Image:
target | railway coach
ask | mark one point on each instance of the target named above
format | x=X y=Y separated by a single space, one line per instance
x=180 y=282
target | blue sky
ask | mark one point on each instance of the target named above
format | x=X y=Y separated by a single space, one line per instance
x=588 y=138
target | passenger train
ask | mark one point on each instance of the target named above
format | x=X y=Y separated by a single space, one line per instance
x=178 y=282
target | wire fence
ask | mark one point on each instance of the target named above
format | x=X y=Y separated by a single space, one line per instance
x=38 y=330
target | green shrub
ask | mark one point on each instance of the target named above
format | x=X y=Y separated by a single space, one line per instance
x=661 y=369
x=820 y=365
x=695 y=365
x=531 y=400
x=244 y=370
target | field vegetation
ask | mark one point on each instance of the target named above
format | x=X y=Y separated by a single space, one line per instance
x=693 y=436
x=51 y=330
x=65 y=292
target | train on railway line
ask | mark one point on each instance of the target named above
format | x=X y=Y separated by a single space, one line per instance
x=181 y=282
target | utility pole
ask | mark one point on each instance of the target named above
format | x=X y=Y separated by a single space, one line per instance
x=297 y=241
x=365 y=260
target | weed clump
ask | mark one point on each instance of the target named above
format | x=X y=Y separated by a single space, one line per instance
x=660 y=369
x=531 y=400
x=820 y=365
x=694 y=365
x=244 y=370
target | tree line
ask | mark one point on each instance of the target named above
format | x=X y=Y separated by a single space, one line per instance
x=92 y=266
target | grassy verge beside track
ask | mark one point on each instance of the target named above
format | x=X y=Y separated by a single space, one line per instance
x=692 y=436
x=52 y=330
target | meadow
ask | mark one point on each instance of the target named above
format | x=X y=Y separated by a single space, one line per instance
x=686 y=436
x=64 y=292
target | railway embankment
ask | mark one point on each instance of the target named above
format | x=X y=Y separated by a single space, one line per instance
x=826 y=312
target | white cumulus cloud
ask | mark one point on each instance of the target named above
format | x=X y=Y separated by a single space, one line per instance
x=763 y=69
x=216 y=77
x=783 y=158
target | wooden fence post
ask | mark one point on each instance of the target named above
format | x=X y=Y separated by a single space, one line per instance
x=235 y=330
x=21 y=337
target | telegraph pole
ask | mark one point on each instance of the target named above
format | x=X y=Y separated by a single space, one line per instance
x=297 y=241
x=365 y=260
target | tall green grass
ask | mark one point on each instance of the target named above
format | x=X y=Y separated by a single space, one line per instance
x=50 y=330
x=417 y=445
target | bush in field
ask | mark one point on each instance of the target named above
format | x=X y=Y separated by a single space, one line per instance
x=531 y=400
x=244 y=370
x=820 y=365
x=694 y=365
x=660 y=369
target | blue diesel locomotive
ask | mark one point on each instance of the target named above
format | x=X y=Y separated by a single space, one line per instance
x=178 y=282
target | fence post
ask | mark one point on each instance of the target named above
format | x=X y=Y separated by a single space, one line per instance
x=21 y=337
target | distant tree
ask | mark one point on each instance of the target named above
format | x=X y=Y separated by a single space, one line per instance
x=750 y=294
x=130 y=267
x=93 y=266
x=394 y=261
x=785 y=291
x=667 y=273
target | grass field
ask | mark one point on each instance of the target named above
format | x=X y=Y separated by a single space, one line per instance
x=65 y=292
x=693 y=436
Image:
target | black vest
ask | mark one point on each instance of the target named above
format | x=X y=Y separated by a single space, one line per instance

***

» Goal
Reproduce all of the records above line for line, with no changes to any wording, spacing, or punctuation.

» Finished task
Image:
target | railway coach
ask | mark one point on each instance of the target named above
format | x=X y=Y separated by a single space, one line per instance
x=180 y=282
target | blue sky
ask | mark one point on each instance of the target named above
format | x=X y=Y separated by a single space, one line per instance
x=588 y=138
target | passenger train
ask | mark one point on each instance of the target named above
format | x=X y=Y separated by a single space, one line per instance
x=178 y=282
target | wire fence
ask | mark one point on each instance of the target named above
format | x=X y=Y separated by a single space, one line per instance
x=38 y=330
target | green shrub
ask | mark one point on each instance of the target named above
format | x=X y=Y separated by a single space, one line per instance
x=661 y=369
x=820 y=365
x=695 y=365
x=531 y=400
x=244 y=370
target | field vegetation
ask | mark one point on each instance of the target named above
format | x=X y=Y separated by a single space, one line per instance
x=693 y=436
x=51 y=330
x=65 y=292
target | train on railway line
ask | mark one point on each instance of the target named above
format | x=X y=Y separated by a single space, one line per instance
x=181 y=282
target | utility pole
ask | mark one point on each instance of the target named above
format | x=X y=Y separated by a single space, one line per instance
x=297 y=241
x=365 y=260
target | weed clump
ask | mark one point on each instance of the target named above
format | x=X y=Y separated by a single space, one line per instance
x=660 y=369
x=531 y=400
x=820 y=365
x=694 y=365
x=244 y=370
target | tree line
ask | mark one point on each instance of the target named above
format | x=X y=Y separated by a single space, one line per instance
x=92 y=266
target | grassy verge beside track
ask | mark one point on each instance of the target named above
format | x=X y=Y separated by a single space, one line per instance
x=692 y=436
x=52 y=330
target | meadow
ask | mark one point on each instance of the target named above
format | x=X y=Y separated by a single space, one line per instance
x=686 y=436
x=64 y=292
target | railway embankment
ask | mark one point on each instance of the target named above
format | x=X y=Y separated by a single space, one line per instance
x=826 y=312
target | white cumulus cloud
ask | mark one point on each instance of the target named above
format | x=X y=Y separated by a single space, one line per instance
x=763 y=69
x=216 y=77
x=783 y=158
target | wooden fence post
ask | mark one point on each instance of the target named above
format | x=X y=Y separated by a single space, one line per instance
x=235 y=330
x=21 y=337
target | telegraph pole
ask | mark one point on each instance of the target named above
format | x=X y=Y separated by a single space, one line per instance
x=297 y=241
x=365 y=260
target | tall green grass
ask | mark one point on each instance of the target named above
format | x=X y=Y separated by a single space, one line per instance
x=50 y=330
x=417 y=445
target | bush in field
ask | mark one point on each instance of the target named above
format | x=X y=Y separated by a single space, one line per instance
x=531 y=400
x=244 y=370
x=820 y=365
x=694 y=365
x=660 y=369
target | blue diesel locomotive
ask | mark one point on each instance of the target named above
format | x=X y=Y separated by a single space, one line per instance
x=178 y=282
target | fence post
ask | mark one point on each instance of the target named above
format | x=X y=Y separated by a single space, one line per instance
x=21 y=337
target | distant tree
ask | mark one point on each instance of the target named above
format | x=X y=Y separated by a single space, one line per instance
x=750 y=294
x=130 y=267
x=93 y=266
x=394 y=261
x=785 y=291
x=667 y=273
target | grass field
ask | mark one point on each instance of the target named above
format | x=X y=Y separated by a single space, one line per instance
x=65 y=292
x=693 y=436
Image:
target | black vest
ask | mark one point on each instance of the target named above
format | x=X y=Y separated by a single space, one line per instance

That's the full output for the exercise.